=== The input ===

▼▼▼

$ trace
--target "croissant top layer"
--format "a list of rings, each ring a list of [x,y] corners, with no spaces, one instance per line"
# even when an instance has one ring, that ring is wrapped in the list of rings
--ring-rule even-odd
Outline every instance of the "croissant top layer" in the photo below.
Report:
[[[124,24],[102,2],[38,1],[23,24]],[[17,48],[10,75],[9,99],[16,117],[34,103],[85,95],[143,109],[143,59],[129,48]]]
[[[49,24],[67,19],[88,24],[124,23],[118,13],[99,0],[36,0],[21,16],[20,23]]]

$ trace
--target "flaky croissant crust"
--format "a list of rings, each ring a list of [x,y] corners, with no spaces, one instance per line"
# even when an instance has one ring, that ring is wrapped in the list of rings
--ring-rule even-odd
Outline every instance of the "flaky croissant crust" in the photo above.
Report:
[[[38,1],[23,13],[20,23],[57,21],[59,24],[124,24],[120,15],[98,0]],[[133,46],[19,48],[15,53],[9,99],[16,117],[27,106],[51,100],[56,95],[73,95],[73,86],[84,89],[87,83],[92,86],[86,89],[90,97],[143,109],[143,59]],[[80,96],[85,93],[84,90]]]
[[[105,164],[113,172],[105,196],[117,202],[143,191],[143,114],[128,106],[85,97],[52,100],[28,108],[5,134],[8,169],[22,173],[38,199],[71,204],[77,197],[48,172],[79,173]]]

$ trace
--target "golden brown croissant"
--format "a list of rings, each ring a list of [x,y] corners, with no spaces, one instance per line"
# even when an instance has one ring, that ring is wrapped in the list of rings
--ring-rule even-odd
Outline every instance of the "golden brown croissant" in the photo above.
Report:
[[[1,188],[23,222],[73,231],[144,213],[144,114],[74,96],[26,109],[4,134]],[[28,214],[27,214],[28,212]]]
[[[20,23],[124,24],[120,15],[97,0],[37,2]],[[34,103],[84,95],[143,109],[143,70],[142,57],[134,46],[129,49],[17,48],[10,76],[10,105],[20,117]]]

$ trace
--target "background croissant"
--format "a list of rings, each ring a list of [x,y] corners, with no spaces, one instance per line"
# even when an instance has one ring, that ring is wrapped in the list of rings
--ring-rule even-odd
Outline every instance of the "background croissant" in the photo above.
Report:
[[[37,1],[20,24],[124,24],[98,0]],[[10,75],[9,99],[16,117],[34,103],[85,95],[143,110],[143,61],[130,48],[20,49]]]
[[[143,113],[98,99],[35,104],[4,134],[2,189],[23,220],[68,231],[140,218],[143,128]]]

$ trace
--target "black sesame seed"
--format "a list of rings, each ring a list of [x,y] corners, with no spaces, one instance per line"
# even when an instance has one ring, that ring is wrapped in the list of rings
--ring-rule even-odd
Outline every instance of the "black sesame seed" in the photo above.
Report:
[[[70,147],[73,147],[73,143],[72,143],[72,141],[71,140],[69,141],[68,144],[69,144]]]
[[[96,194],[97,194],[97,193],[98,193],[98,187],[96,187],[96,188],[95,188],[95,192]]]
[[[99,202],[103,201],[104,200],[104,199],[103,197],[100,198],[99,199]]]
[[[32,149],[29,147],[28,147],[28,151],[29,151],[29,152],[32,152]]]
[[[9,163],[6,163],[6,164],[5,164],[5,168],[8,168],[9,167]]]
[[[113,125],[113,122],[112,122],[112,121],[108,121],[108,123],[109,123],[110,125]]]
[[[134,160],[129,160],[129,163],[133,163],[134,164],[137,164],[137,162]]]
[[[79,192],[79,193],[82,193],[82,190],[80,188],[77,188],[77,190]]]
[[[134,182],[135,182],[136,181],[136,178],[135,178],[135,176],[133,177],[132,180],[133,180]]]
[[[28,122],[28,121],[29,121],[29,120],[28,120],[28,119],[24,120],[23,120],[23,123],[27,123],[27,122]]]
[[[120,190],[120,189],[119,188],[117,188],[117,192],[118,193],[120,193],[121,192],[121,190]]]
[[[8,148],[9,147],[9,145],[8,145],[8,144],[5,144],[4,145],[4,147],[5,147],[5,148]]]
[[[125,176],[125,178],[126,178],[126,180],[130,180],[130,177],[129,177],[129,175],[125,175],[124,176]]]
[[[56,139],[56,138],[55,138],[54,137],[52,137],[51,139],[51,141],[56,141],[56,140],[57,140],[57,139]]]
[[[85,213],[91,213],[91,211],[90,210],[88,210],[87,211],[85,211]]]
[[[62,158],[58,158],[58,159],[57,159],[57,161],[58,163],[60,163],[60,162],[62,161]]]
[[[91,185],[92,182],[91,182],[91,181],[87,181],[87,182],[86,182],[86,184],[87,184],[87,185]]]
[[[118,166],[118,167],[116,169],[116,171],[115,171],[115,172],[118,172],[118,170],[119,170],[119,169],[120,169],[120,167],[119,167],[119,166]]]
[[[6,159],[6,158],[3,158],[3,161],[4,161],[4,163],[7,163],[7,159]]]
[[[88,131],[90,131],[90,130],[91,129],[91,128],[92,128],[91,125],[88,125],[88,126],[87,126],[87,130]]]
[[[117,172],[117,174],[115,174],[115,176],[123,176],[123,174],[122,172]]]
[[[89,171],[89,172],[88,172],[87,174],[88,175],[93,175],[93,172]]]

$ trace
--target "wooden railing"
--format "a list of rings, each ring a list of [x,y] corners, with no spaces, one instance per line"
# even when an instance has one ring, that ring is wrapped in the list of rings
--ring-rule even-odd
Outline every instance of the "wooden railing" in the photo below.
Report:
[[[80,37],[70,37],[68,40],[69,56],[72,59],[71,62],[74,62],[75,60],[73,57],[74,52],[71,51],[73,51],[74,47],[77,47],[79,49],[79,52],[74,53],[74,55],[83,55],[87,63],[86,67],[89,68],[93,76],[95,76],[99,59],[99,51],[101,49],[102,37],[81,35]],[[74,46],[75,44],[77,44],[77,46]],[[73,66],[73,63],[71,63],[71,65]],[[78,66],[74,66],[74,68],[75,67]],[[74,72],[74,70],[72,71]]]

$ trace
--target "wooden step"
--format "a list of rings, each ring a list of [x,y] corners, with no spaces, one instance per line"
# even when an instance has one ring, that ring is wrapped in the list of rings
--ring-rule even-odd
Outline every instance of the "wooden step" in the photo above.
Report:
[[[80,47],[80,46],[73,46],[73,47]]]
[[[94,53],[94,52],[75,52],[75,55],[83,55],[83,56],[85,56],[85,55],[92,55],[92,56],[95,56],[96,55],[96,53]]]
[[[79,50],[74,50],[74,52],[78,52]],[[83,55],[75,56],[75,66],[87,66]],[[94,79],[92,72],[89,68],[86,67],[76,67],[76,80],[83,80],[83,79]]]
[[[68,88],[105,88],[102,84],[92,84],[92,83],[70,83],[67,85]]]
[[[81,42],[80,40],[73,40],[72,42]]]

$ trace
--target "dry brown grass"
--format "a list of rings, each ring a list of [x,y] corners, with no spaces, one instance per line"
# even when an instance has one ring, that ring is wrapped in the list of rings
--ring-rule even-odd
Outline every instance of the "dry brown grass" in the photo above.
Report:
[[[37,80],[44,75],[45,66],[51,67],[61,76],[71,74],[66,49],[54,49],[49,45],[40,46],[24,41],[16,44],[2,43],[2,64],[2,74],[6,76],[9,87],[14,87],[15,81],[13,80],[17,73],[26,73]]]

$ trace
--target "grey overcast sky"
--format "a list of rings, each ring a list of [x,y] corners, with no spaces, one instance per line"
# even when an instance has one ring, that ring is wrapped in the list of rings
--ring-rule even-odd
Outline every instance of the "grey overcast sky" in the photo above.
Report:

▲▲▲

=== Given exercise ===
Every line of the material must be returned exactly as it appears.

=== Result for this task ===
$ trace
--target "croissant top layer"
--format "a list of rings, each ring a list of [x,y] corners, with no spaces, one instance per line"
# even when an instance has one ring, that ring is wrapped in the list of rings
--ring-rule even-odd
Outline every instance of the "croissant top layer" in the photo below.
Report:
[[[124,24],[102,2],[38,1],[23,24]],[[17,48],[10,75],[9,99],[16,117],[34,103],[85,95],[143,109],[143,59],[129,48]]]
[[[49,24],[67,19],[88,24],[124,23],[118,13],[99,0],[36,0],[21,16],[20,23]]]

$ trace
--target "flaky croissant crust"
--format "a list of rings, each ring a list of [x,y] corners, with no spaces, one instance per line"
# even when an instance has one ring, that ring is wrapped in the list of rings
--ring-rule even-odd
Outline every instance of the "flaky croissant crust" in the photo above.
Report:
[[[38,1],[23,13],[20,23],[57,21],[59,24],[124,24],[120,15],[98,0]],[[133,46],[19,48],[15,53],[9,99],[16,117],[27,106],[51,100],[56,95],[73,95],[73,86],[84,89],[87,83],[92,86],[86,89],[90,97],[143,109],[143,59]],[[80,96],[85,93],[84,90]]]
[[[105,164],[113,172],[105,196],[117,202],[143,191],[143,114],[128,106],[85,97],[52,100],[28,108],[5,134],[8,169],[22,173],[38,199],[71,204],[77,197],[48,172],[79,173]]]

$ trace
--target "golden brown croissant"
--format "a list of rings, each ring a list of [x,y] corners, with no spaces, one instance per line"
# even when an instance has one ring, that ring is wrapped in the list of rings
--ring-rule even-odd
Outline every instance of the "golden brown croissant" in the photo above.
Report:
[[[1,188],[23,222],[73,231],[144,213],[144,114],[74,96],[26,109],[4,134]],[[28,214],[27,214],[28,212]]]
[[[20,23],[124,24],[120,15],[97,0],[37,2]],[[34,103],[84,95],[143,109],[143,70],[142,57],[134,46],[129,49],[17,48],[10,76],[10,105],[20,117]]]

$ trace
--target "background croissant"
--format "a list of rings, each ring a list of [x,y] corners, with no spaces, one instance per line"
# even when an instance has one ring, that ring is wrapped in the list of rings
--ring-rule even-odd
Outline every instance of the "background croissant" in the photo above.
Report:
[[[37,1],[20,24],[124,24],[98,0]],[[10,75],[9,99],[16,117],[34,103],[85,95],[143,110],[143,61],[130,48],[20,49]]]
[[[143,113],[98,99],[35,104],[4,134],[2,189],[23,220],[68,231],[140,218],[143,128]]]

$ trace
--target "black sesame seed"
--format "a list of rings, each ring a list of [x,y] corners, with no spaces, one instance per line"
# even when an instance has one ring, that ring is wrapped in the list of rings
--ring-rule even-odd
Outline every instance of the "black sesame seed" in the photo above.
Report:
[[[70,147],[73,147],[73,143],[72,143],[72,141],[71,140],[69,141],[68,144],[69,144]]]
[[[96,194],[97,194],[97,193],[98,193],[98,187],[96,187],[96,188],[95,188],[95,192]]]
[[[99,202],[103,201],[104,200],[104,199],[103,197],[100,198],[99,199]]]
[[[32,149],[29,147],[28,147],[28,151],[29,151],[29,152],[32,152]]]
[[[9,163],[6,163],[6,164],[5,164],[5,168],[8,168],[9,167]]]
[[[113,125],[113,122],[112,122],[112,121],[108,121],[108,123],[109,123],[110,125]]]
[[[134,160],[129,160],[129,163],[133,163],[134,164],[137,164],[137,162]]]
[[[79,192],[79,193],[82,193],[82,190],[80,188],[77,188],[77,190]]]
[[[134,182],[135,182],[136,181],[136,178],[135,178],[135,176],[133,177],[132,180],[133,180]]]
[[[28,122],[28,121],[29,121],[29,120],[28,120],[28,119],[24,120],[23,120],[23,123],[27,123],[27,122]]]
[[[120,190],[120,189],[119,188],[117,188],[117,192],[118,193],[120,193],[121,192],[121,190]]]
[[[8,148],[9,147],[9,145],[8,145],[8,144],[5,144],[4,145],[4,147],[5,147],[5,148]]]
[[[125,176],[125,178],[126,178],[126,180],[130,180],[130,177],[129,177],[129,175],[125,175],[124,176]]]
[[[56,139],[56,138],[55,138],[54,137],[52,137],[51,139],[51,141],[56,141],[56,140],[57,140],[57,139]]]
[[[85,213],[91,213],[91,211],[90,210],[88,210],[87,211],[85,211]]]
[[[62,158],[58,158],[58,159],[57,159],[57,161],[58,163],[60,163],[60,162],[62,161]]]
[[[91,185],[92,182],[91,182],[91,181],[87,181],[87,182],[86,182],[86,184],[87,184],[87,185]]]
[[[118,166],[118,167],[116,169],[116,171],[115,171],[115,172],[118,172],[118,170],[119,170],[119,169],[120,169],[120,167],[119,167],[119,166]]]
[[[6,159],[6,158],[3,158],[3,161],[4,161],[4,163],[7,163],[7,159]]]
[[[88,131],[90,131],[90,130],[91,129],[91,128],[92,128],[91,125],[88,125],[88,126],[87,126],[87,130]]]
[[[117,172],[117,174],[115,174],[115,176],[123,176],[123,174],[122,172]]]
[[[89,171],[89,172],[88,172],[87,174],[88,175],[93,175],[93,172]]]

$ trace
--target "wooden railing"
--format "a list of rings, each ring a list of [x,y] corners, with no spaces, one instance per line"
# even when an instance has one ring, that ring is wrapped in the list of rings
--ring-rule even-odd
Outline every instance of the "wooden railing" in the photo below.
Report:
[[[80,37],[70,37],[68,40],[69,56],[72,59],[71,62],[74,62],[75,60],[73,57],[74,52],[71,51],[73,51],[74,47],[77,47],[79,49],[79,52],[74,53],[74,55],[83,55],[87,63],[86,67],[89,68],[93,76],[95,76],[99,59],[99,51],[101,49],[102,37],[81,35]],[[74,46],[75,44],[77,44],[77,46]],[[73,66],[73,63],[71,63],[71,65]],[[78,66],[74,66],[74,68],[75,67]],[[74,72],[74,70],[72,71]]]

$ trace
--target "wooden step"
--format "a list of rings, each ring a list of [x,y] corners, with no spaces, one instance per line"
# even when an instance has one ring, that ring is wrapped in the list of rings
--ring-rule even-odd
Outline every instance of the "wooden step" in the photo above.
Report:
[[[80,47],[80,46],[73,46],[73,47]]]
[[[94,53],[94,52],[75,52],[75,55],[83,55],[83,56],[85,56],[85,55],[92,55],[92,56],[95,56],[96,55],[96,53]]]
[[[79,50],[74,50],[74,52],[78,52]],[[83,55],[75,56],[75,66],[87,66]],[[94,79],[92,72],[89,68],[86,67],[76,67],[76,80],[83,80],[83,79]]]
[[[68,88],[105,88],[102,84],[92,84],[92,83],[70,83],[67,85]]]
[[[81,42],[80,40],[73,40],[72,42]]]

$ trace
--target "dry brown grass"
--format "a list of rings, each ring a list of [x,y] corners, with no spaces, one instance per line"
# even when an instance has one ring, that ring is wrapped in the list of rings
--ring-rule even-odd
Outline every instance of the "dry brown grass" in the photo above.
Report:
[[[37,80],[44,75],[45,66],[51,67],[61,76],[71,74],[66,49],[54,49],[49,45],[40,46],[24,41],[16,44],[2,43],[2,64],[2,74],[6,76],[9,87],[14,87],[15,81],[13,80],[17,73],[26,73]]]

$ trace
--target "grey overcast sky"
--format "a list of rings, each ring a list of [x,y] corners, with no spaces, one instance per line"
# even when an instance has one ring, that ring is wrapped in the list of rings
--ring-rule even-odd
Outline every instance of the "grey overcast sky" in the photo above.
Report:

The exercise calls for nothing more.